_TASK INSTRUCTIONS_
A: Answer these questions from the cache text, one answer per line:
(i) What role does the cache text give the cache in the catalog?
(ii) Which freshness contract does it say keeps staleness provably bounded?
(iii) Which two validator mechanisms does it name in parentheses?
B: Transcribe the cache text exactly, starting at the words "How stale may the" and continuing up to and including the words "(convention-strength freshness)".

_TEXT EXCERPT_
—————
Cache #

cache = derived local copy of truth, held under a freshness contract

It looks like a performance trick. It is actually the deliberate manufacture of staleness, sold for latency:

every other block fights the gap between recorded claim and moving world.
a cache CREATES that gap on purpose and manages the proceeds.

Role in the catalog: the convergence block. Cache is where four other blocks’ machinery meets in one artifact — staleness ( scheduler.md), revocation ( policy.md), the commit point ( queue.md*), and tenant scope (boundary.md). “Cache invalidation and naming things” are not new problems; they are revocation and key-completeness, respectively.

Central tension:

latency / cost / origin-protection  vs  freshness / correctness

Design Axes (the core module) #

Axis 1 — Freshness Contract (the structural cleave — a strength ladder) #

How stale may the copy be, and what enforces the bound? Ordered by strength:

TTL:              staleness bounded by a timer, disconnected from actual change —
                  honest name: "a staleness bound we hope is acceptable"
                  (convention-strength freshness)
invalidation:     source pushes change notice; best-effort unless delivery
                  is guaranteed (and it almost never is — see bottleneck*)
validator:        revalidate cheaply on use; staleness converted into a
                  cheap round trip (ETag/If-None-Match, Last-Modified)
lease/coherence:  staleness PROVABLY bounded — server promises not to
                  change without notice, or the lease expires
                  (NFS leases, Chubby, CPU MESI; protocol-strength)
version-pinned:   reads carry a floor version; serve only at-or-after it
                  (informer resourceVersion; and this is policy.md's ZOOKIE —
                  Zanzibar's ACL cache is a version-pinned cache; same
                  recipe, authority as the payload)

Interrogation:

How stale may this value be — as a number, per key class, not a shrug?
What ENFORCES that bound: hope (TTL), delivery (invalidation),
  proof (lease), or a pinned floor (version)?
—————
_ENTRIES_

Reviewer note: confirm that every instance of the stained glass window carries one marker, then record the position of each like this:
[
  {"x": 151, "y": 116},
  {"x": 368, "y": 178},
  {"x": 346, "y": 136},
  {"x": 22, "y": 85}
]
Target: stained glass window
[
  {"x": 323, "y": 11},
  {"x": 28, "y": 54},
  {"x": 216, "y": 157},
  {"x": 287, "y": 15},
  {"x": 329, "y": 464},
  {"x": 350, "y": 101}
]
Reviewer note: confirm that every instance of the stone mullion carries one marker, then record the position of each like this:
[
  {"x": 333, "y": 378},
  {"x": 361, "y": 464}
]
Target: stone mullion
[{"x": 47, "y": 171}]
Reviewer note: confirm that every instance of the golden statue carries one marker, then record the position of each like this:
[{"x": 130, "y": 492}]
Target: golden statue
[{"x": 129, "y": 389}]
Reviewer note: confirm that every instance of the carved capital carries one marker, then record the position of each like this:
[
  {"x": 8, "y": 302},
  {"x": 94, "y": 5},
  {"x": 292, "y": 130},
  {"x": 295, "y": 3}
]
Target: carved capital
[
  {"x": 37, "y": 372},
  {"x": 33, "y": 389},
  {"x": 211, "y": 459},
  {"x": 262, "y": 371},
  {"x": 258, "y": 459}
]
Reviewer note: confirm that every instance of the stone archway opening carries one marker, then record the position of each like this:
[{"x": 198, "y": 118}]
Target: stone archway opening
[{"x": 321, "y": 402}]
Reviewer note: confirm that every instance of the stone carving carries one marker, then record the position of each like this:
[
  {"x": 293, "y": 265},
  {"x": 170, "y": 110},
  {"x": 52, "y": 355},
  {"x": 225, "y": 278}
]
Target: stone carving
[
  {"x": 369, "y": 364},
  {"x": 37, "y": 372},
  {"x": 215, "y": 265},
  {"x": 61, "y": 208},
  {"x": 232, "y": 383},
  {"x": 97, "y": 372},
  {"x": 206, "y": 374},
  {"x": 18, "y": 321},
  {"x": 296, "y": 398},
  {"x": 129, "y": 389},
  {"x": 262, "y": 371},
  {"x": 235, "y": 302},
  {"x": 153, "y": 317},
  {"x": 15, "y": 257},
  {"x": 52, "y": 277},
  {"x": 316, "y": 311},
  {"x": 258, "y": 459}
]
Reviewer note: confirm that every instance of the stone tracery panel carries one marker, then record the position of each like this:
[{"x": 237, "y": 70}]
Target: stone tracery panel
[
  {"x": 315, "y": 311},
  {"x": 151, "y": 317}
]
—————
_SET OF ANSWERS_
A:
(i) The convergence block.
(ii) Lease/coherence.
(iii) ETag/If-None-Match and Last-Modified.

B:
How stale may the copy be, and what enforces the bound? Ordered by strength:

TTL:              staleness bounded by a timer, disconnected from actual change —
                  honest name: "a staleness bound we hope is acceptable"
                  (convention-strength freshness)